*** Record set Section Begins ***
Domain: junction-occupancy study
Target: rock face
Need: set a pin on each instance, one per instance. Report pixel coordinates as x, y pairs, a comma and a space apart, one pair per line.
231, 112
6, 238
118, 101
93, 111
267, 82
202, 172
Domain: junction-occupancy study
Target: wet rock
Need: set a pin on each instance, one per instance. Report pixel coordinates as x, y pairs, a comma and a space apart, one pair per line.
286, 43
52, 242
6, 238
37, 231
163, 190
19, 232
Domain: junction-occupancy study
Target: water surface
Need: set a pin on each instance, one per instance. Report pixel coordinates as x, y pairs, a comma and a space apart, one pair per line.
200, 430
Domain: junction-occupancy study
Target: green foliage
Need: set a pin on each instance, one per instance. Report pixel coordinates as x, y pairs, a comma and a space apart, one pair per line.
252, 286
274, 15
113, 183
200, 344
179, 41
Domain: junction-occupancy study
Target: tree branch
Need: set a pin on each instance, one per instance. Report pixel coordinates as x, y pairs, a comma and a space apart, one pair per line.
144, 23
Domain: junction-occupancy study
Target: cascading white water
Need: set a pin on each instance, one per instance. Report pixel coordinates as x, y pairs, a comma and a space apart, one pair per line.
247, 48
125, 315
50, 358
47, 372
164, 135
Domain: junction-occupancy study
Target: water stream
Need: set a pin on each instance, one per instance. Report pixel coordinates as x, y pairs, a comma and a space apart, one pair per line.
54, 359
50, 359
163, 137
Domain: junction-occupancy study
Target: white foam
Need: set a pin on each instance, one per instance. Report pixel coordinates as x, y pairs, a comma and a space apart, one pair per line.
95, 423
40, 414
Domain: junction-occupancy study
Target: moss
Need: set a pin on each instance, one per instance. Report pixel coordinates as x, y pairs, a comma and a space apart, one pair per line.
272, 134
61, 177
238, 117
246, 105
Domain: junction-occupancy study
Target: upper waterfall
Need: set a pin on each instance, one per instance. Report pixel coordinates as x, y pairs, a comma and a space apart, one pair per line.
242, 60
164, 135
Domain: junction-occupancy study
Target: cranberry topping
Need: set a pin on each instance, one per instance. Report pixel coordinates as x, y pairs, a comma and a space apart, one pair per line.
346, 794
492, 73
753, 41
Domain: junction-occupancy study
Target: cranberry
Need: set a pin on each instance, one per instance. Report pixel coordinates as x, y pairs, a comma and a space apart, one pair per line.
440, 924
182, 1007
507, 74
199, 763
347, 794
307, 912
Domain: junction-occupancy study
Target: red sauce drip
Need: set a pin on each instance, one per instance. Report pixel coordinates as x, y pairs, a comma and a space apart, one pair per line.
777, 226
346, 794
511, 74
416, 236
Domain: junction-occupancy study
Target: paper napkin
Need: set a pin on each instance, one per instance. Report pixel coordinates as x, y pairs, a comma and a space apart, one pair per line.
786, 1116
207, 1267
*** Record set Section Ends ***
Requirement> Print again the lines of the entries above that fall between the line holding "Target: white foam" and the line holding "Target: moss", inclusive, exactly as they stand.

Solution to this problem>
Target: white foam
Need: set a pin on each instance, one per instance. Report pixel coordinates as x, y pairs, a comma and a space apart, one pair per line.
95, 423
40, 414
Domain: junction-occupancy study
Target: moss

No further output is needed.